-- BEGIN SOURCE --
Lots of folks want to know:
” Can I win my speeding ticket case if I ask for a bench trial (no jury, just a trial to the judge) and testify before the judge that the cop was wrong and I simply wasn't speeding?”
I mean, I was looking right at my speedometer when I saw the cop (and when he saw me) so I just know I wasn't speeding!” Well, I certainly understand how you feel. You were looking right at your speedo and rely on it every day you drive to give you reliable information, right? I mean, YOU KNOW it's ACCURATE, right? Why can't you just get up in court and say that and win the case? Well, perhaps you can, but even so, a win might not be very likely. Here's how it might go:
The Cop as a Witness: Experience and Training Go a Long Way in the Courtroom
If you wanted to have a short bench trial on your speeding ticket, which is your right, first the prosecutor (District Attorney) would call his (the State's) witness to the stand to testify against you. Usually in a speeding ticket case, the witness for the State (and usually the only witness) is the cop who pulled you over and gave you the speeding ticket). Now the DA, or prosecutor, is going to ask that cop a bunch of questions, see? The first few questions are going to be about the cop's pedigree and qualifications. They'll be questions like “How are you employed?” “How long have you been a Highway Patrol Officer?” “How many speeding tickets have you written?” “Have you had any special training in estimating the speed of cars or other motor vehicles?” Etc etc. All these questions are designed to elicit answers that show the judge this guy is a fine upstanding law enforcement officer who has had a bunch of experience and training as a cop AND as a cop who has written a lot of tickets.
-- END SOURCE --
-- BEGIN DATASET EXCERPT --
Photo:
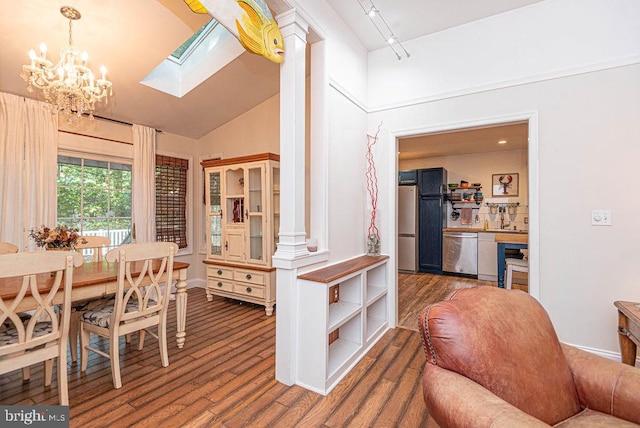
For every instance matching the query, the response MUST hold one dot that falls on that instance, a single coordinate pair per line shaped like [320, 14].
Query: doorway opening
-- END DATASET EXCERPT --
# EXERCISE INSTRUCTIONS
[1] List each sample question that the speeding ticket text says the prosecutor asks the officer about his background and qualifications.
[2] Carry the text on speeding ticket bench trials forward from its final sentence.
The data above has no role in this exercise.

# RESULTS FOR THE EXERCISE
[1]
"How are you employed?"
"How long have you been a Highway Patrol Officer?"
"How many speeding tickets have you written?"
"Have you had any special training in estimating the speed of cars or other motor vehicles?"

[2]
The second batch of questions is gonna be a bunch of questions about how the cop observed you and where he was relative to your position when he first saw you and all that stuff. Those questions are designed to show the cop was in a position to get a good view of your car and wasn't distracted by other stuff going on around him etc. The DA will then probably throw in a few questions about the cop's radar unit and whether it had been calibrated recently and if the cop had any training to use it and whether he a had a certificate of his training that was current etc. Finally, the DA will at some point will ask the cop questions about his estimate of your speed. And here's the crucial part. Nowhere in NC law is it written (not anywhere) that the cop HAS TO USE A RADAR OR OTHER SPEED-MEASURING DEVICE IN ORDER TO HAVE AN OPINION OF YOUR SPEED. Let me say it again: RADAR OR OTHER SPEED-MEASURING EQUIPMENT IS NOT NECESSARY FOR THE DA TO PROSECUTE YOU FOR SPEEDING. What is necessary is plain old opinion evidence, and the cop has plenty of that, coupled with all of his many years of experience and special training in determining vehicle speed simply by looking and observing. See why all those questions the DA asked him are important? Right! So why bother with the radar at all you ask? Well, even though the cop need only testify about his experience and his estimate of your speed, according to NC statutory law, evidence of how fast his radar gun said you were going CAN BE USED to corroborate his visual estimate. So what we have is kind of a double whammy against you: 1) The cop has had special training in visual speed estimation AND 2) he also has a radar gun that can be used to measure your speed and BOLSTER/CORROBORATE his testimony. OUCH!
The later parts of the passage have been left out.